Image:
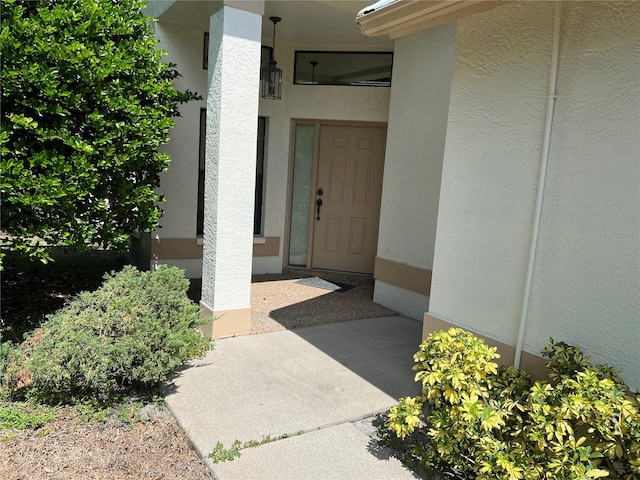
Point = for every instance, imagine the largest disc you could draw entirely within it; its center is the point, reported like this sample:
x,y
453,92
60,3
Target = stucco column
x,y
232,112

□ □ □ □ □ □ □

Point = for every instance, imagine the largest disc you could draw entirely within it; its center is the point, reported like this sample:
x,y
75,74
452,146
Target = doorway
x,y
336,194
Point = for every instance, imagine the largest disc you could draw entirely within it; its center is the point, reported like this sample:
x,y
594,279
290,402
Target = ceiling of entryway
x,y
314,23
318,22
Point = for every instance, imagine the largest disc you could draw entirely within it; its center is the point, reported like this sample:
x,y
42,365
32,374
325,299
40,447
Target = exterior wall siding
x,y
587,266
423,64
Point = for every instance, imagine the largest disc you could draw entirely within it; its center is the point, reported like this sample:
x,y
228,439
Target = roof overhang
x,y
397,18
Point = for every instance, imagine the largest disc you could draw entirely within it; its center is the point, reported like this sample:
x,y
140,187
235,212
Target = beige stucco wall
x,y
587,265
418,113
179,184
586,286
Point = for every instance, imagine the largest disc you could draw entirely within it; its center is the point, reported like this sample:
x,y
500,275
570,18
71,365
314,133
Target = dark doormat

□ □ □ □ □ □ □

▶ _What to work on_:
Above are the records; copy exactly the lines from the line with "Target = exterior wall siding" through the line with "Target = dark doormat", both included.

▶ _Solution to the exercise_:
Target = exterior wall siding
x,y
587,266
423,64
Point = for every instance, imagine the largest disc you could draw entirely within it; its center is the point, reported like this sample:
x,y
228,439
Target = roof overhang
x,y
397,18
Point = for every instance, imagine the largest disc you could draw entirely within it; its center is the point, reported like this sample:
x,y
140,187
235,212
Target = beige stucco wall
x,y
587,265
418,113
179,184
586,286
Point = for every instance, imagine the largest disc you could draw entirely within it; its center is the point, reported like this sample:
x,y
500,275
570,18
71,365
314,133
Target = dark doormat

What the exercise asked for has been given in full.